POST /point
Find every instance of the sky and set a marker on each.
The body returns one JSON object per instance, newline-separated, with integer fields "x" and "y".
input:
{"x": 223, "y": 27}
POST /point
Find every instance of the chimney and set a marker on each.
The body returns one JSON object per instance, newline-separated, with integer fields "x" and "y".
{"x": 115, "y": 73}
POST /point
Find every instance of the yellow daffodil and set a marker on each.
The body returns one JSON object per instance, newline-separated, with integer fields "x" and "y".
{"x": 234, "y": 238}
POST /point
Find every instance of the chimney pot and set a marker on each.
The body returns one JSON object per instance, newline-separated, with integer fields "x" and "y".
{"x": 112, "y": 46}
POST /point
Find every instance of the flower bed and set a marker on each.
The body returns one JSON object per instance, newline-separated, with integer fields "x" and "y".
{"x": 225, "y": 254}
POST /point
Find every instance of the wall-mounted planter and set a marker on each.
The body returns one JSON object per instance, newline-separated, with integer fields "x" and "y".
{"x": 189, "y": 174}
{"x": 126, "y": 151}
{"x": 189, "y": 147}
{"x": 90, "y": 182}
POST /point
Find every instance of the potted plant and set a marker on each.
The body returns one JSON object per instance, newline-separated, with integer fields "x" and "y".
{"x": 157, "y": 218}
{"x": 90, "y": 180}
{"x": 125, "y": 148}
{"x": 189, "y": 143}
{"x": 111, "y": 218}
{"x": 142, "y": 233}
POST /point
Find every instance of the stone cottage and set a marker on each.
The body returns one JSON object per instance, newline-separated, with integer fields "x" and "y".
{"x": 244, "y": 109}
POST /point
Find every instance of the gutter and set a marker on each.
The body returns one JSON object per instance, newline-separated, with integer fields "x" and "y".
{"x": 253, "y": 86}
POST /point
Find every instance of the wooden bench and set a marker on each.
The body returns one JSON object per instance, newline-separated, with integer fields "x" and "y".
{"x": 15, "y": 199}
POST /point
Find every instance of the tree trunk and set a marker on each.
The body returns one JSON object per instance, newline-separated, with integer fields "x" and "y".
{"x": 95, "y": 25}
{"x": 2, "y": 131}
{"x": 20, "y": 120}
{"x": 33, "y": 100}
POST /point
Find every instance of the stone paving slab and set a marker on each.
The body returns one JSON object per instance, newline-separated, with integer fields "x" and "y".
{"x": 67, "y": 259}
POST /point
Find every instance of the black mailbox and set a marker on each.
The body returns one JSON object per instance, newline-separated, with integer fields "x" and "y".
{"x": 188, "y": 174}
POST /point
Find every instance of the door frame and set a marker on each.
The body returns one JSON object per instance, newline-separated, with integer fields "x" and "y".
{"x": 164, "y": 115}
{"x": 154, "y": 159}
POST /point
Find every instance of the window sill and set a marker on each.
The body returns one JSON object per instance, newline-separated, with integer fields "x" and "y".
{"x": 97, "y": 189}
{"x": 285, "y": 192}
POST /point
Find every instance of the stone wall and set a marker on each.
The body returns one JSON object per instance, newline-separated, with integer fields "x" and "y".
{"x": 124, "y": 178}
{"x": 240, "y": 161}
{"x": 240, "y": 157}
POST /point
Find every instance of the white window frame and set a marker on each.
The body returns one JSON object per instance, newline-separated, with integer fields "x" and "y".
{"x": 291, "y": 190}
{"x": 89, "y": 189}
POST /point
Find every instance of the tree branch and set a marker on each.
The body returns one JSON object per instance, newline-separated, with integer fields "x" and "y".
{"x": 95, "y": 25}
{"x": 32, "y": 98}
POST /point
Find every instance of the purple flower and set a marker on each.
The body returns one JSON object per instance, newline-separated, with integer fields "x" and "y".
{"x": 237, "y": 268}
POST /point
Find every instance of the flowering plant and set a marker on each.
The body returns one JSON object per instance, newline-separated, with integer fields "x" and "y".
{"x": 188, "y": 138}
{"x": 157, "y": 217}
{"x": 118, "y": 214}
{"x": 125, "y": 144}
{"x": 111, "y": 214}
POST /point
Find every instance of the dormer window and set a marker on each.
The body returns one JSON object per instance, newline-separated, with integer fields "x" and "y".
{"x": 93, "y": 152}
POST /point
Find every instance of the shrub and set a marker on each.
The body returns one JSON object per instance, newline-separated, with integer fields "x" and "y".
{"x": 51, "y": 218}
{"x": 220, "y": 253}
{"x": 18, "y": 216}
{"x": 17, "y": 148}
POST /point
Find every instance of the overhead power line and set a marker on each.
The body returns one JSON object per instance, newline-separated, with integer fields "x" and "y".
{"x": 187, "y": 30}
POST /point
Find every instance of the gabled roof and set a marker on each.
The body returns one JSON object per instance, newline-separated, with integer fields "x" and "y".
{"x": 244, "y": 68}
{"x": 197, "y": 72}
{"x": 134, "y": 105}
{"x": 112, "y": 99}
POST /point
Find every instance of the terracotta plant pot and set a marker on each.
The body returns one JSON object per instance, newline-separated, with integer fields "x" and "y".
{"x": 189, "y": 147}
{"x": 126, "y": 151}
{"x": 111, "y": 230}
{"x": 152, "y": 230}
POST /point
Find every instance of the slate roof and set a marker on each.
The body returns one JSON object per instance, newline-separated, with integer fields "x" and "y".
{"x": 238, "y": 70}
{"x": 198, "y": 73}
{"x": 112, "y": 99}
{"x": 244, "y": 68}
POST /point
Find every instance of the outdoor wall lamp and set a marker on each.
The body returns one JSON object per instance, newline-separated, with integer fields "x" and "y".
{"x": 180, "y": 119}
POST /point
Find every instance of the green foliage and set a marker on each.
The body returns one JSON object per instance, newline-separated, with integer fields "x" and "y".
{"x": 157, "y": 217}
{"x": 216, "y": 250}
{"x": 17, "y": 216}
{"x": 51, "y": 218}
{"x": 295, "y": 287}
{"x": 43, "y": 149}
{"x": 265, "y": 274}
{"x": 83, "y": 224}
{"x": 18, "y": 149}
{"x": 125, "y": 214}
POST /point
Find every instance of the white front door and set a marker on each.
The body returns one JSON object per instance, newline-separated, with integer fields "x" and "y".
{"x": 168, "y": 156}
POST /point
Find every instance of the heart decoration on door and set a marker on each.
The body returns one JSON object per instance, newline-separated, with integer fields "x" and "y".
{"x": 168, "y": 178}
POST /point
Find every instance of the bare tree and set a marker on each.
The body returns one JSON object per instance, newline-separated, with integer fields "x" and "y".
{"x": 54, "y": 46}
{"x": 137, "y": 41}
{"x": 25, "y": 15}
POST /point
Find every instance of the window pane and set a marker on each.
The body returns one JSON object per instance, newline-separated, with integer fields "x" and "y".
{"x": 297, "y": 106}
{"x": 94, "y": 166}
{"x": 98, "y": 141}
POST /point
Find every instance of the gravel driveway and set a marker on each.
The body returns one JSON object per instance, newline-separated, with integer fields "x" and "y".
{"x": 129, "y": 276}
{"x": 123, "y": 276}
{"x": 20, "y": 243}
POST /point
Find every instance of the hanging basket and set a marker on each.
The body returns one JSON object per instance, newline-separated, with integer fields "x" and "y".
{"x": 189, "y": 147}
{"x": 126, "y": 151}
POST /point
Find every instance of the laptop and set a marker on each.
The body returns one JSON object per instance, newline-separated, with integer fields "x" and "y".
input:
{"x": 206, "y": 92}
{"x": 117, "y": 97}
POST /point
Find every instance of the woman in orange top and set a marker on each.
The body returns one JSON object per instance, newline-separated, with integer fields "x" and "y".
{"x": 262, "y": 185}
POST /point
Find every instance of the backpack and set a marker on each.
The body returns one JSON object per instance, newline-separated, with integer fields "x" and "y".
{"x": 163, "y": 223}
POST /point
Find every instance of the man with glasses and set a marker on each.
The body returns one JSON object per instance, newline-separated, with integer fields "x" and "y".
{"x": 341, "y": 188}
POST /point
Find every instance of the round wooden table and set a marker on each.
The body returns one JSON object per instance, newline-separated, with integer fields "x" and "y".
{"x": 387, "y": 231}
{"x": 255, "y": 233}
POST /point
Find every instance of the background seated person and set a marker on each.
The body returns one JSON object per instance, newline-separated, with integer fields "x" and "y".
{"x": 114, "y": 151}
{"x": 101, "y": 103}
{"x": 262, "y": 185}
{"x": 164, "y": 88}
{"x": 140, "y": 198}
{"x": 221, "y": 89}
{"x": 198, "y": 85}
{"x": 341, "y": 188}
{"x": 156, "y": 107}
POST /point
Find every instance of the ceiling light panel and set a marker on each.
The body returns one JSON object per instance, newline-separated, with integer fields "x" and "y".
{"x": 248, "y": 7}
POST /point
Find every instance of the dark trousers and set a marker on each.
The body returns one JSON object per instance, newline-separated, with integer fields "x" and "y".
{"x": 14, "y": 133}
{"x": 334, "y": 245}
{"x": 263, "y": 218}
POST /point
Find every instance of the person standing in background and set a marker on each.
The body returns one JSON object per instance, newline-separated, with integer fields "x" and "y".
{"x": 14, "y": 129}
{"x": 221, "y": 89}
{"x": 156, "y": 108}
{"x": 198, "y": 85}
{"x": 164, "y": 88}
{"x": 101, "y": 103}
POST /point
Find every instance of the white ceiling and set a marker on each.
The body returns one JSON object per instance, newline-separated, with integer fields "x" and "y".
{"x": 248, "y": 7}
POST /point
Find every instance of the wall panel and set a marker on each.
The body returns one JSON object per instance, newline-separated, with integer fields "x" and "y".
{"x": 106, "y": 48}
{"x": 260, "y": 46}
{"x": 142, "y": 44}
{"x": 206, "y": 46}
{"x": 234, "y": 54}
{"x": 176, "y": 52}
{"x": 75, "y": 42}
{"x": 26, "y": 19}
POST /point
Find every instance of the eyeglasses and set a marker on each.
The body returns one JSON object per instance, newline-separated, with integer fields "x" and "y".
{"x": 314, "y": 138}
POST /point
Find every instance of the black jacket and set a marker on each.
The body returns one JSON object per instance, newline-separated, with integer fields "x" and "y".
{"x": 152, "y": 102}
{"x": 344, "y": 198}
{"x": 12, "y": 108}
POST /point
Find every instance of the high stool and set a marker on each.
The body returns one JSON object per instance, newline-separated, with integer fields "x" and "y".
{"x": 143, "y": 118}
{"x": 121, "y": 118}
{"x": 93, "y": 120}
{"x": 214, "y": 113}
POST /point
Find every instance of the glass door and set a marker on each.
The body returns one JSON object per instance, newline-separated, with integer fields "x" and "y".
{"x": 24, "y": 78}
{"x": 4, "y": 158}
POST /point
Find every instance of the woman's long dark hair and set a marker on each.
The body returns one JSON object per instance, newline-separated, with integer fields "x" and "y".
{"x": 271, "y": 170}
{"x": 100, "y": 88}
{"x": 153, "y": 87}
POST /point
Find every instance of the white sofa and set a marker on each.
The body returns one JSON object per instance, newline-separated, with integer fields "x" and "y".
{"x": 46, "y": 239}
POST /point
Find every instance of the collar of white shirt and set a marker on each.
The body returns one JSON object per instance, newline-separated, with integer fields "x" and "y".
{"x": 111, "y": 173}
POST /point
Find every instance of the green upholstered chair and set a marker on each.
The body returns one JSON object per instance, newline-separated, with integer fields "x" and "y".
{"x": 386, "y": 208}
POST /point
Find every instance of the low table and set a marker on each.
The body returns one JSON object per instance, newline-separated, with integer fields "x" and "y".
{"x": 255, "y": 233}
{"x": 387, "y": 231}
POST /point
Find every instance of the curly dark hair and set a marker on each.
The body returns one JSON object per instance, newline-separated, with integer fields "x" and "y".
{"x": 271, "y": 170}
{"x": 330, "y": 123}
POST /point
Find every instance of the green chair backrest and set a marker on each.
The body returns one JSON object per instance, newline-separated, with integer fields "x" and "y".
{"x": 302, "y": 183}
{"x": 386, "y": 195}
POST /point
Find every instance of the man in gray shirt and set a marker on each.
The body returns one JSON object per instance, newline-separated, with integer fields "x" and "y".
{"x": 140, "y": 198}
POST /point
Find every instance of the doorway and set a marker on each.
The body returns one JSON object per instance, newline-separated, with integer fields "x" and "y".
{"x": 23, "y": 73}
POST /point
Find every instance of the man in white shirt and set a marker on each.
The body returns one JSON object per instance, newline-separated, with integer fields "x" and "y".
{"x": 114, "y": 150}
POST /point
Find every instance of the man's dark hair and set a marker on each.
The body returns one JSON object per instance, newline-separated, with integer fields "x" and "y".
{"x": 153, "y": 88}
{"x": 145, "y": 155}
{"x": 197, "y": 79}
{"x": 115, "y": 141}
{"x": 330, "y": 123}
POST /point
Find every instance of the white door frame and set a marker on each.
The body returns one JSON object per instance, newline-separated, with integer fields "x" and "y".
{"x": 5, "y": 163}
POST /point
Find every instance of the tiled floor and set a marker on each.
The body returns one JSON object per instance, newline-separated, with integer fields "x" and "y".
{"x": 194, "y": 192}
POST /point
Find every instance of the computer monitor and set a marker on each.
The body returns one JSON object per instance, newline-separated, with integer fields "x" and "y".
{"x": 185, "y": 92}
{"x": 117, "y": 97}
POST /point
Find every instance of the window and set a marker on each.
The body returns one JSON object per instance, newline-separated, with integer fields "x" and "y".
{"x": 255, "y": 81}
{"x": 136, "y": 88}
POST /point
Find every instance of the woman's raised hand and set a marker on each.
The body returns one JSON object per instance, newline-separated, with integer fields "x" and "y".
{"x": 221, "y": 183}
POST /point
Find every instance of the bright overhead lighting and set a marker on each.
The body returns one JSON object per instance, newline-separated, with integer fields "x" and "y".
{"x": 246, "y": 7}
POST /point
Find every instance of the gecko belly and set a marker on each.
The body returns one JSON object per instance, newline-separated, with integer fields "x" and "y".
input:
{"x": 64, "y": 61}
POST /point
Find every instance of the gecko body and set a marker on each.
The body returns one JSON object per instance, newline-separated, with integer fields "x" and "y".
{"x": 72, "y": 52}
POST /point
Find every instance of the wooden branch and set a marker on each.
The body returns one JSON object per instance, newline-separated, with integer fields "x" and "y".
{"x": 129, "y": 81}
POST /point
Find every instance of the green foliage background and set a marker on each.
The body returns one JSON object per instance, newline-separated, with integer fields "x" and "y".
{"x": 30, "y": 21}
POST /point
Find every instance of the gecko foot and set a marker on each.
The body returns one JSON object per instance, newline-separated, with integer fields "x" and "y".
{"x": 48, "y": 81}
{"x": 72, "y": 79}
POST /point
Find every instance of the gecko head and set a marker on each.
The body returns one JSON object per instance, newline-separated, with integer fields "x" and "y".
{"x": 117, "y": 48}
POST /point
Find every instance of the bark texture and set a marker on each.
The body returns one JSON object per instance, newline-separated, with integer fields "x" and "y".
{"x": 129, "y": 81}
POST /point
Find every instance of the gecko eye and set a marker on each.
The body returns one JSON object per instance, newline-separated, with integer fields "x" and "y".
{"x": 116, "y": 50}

What is expected:
After identifying the lines above that contain "roof", copy each one.

Task answer:
Find every instance of the gabled roof and set a marker on each.
Find every instance of the slate roof and set a marker on each.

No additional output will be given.